(Rows from an object pointing dataset)
• • • • •

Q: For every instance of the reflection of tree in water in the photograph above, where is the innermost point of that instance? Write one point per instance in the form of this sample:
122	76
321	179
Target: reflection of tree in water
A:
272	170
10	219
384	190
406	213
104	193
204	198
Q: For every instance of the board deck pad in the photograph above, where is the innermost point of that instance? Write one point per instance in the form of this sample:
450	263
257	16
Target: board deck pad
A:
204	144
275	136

• • • • •

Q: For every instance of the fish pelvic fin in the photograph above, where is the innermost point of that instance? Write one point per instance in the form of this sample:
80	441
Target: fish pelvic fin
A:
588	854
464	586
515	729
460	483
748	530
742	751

• • • • •

### DESCRIPTION OF THE TASK
Collect every line of the listing above that contains the string "this", matching case exactly.

### WRITTEN ANSWER
Q: For every instance of the reflection of tree in water in the photograph above, where is the innermost point of that instance? Write one point per instance in the form of this sample:
Q: For every instance of the board deck pad in the photograph above, where is the innermost point of that instance? Write one point per instance in the form of this sample:
Q: For every instance of the fish pelvic fin in the photograph above, where is the innermost point of that instance? Write one point per instance in the form of this sample:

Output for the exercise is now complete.